A medida é fruto da grita nas redes sociais nos últimos três dias. Não fosse isso, Mirella Cunha estaria até agora entrevistando bandidos e fazendo aquilo que a imprensa muitas vezes não se dá conta de que não é seu papel fazer: julgar e, de preferência, condenar.

Mas quem tem o mínimo de experiência em uma empresa de comunicação sabe que a engrenagem não gira sozinha. Essa coisa fascinante que é produzir notícias depende de várias mãos que movem várias alavancas.

Não obstante sua postura preconceituosa como pessoa, Mirella Cunha agiu da forma como mandaram que ela agisse. Que seguisse a receita de todos os dias. O problema é que agora o bolo desandou, mas não única e exclusivamente por culpa de quem o estava assando.

Desde o final da sua primeira infância (anos 60) a televisão não se faz de improviso. É algo planejado, organizado e estruturado. Não apenas materialmente, mas também intelectualmente.

A repórter fez as perguntas que descambaram para a humilhação.

Mas alguém editou o material.

Alguém autorizou que fosse ao ar.

Outro alguém bancou(anunciou)o programa.

E, finalmente, alguém utilizou uma concessão pública para veicular preconceito e humilhação.

- **Tarefas e exercícios**
**1)** Transcreva palavra por palavra o trecho do texto sobre Mirella Cunha que vai de "A repórter fez" até "alguém bancou(anunciou)o programa.".
**2)** No texto sobre Mirella Cunha, liste tudo o que, segundo o autor, "alguém" ou "outro alguém" fez depois das perguntas da repórter.

- **Dados fornecidos**
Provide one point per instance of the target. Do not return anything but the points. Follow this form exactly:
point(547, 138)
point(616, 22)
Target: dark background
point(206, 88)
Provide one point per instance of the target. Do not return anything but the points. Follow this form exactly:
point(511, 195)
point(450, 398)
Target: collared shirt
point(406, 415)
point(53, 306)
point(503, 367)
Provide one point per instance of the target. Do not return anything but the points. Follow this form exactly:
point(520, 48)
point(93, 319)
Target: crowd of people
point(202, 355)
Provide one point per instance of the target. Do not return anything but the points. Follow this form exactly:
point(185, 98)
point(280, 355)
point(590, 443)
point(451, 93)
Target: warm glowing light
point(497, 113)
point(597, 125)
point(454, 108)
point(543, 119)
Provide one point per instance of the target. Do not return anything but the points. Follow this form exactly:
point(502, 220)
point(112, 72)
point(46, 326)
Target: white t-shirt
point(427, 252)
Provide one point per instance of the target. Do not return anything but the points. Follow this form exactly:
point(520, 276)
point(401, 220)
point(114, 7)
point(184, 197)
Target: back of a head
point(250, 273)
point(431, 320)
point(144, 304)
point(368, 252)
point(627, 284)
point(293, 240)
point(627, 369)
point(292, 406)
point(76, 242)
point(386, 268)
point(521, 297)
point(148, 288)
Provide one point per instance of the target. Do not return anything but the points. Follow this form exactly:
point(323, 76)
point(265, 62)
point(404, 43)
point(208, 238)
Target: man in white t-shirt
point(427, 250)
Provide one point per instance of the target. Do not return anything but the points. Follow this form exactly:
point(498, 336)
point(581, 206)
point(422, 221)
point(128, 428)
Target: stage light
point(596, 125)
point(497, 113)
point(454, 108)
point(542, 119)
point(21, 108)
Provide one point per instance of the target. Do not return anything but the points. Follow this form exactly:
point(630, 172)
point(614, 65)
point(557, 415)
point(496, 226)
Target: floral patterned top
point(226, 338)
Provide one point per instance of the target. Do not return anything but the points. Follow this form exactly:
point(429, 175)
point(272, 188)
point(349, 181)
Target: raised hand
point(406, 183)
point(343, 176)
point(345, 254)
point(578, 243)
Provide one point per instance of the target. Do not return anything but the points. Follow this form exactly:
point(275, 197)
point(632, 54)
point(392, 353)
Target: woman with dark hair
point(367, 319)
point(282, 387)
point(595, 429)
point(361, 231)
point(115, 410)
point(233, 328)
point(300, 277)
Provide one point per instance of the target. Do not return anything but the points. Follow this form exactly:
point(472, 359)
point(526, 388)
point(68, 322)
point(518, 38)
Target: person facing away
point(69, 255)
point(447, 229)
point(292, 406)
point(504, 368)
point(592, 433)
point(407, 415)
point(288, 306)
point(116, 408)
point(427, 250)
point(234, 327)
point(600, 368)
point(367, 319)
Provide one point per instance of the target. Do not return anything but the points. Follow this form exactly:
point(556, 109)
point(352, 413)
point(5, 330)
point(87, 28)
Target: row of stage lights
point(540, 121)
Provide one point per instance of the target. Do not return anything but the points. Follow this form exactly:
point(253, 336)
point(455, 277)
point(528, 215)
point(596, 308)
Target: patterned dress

- **Resultados**
**1)**
A repórter fez as perguntas que descambaram para a humilhação.

Mas alguém editou o material.

Alguém autorizou que fosse ao ar.

Outro alguém bancou(anunciou)o programa.

**2)**
- Editou o material.
- Autorizou que fosse ao ar.
- Bancou (anunciou) o programa.
- Utilizou uma concessão pública para veicular preconceito e humilhação.